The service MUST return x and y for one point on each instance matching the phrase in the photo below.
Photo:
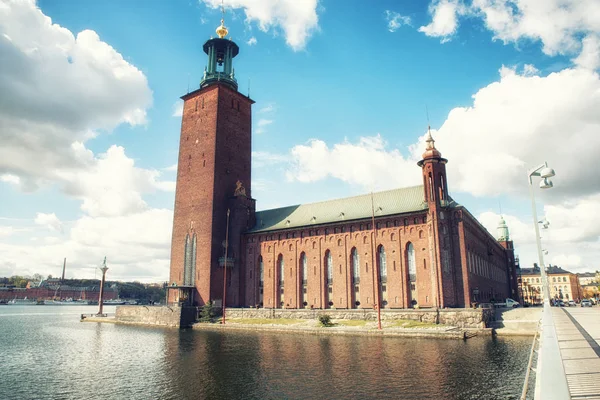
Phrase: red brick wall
(214, 152)
(315, 243)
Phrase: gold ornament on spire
(222, 30)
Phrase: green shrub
(207, 313)
(325, 320)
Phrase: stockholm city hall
(401, 248)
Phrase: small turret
(502, 231)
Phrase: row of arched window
(189, 260)
(355, 265)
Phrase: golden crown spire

- _Exercise brief_: All lines from the one that holds "Phrase: red brick wall" through the end of the material, both ends included, should be restated exactly.

- _Solution below_:
Phrase: red brick wall
(214, 152)
(315, 243)
Phrase: gold ornament on spire
(222, 30)
Phrase: green shrub
(207, 313)
(325, 320)
Phrase: stockholm city hall
(401, 248)
Phrase: small turret
(502, 231)
Phrase: row of arched window
(189, 260)
(355, 265)
Phrase: golden crown spire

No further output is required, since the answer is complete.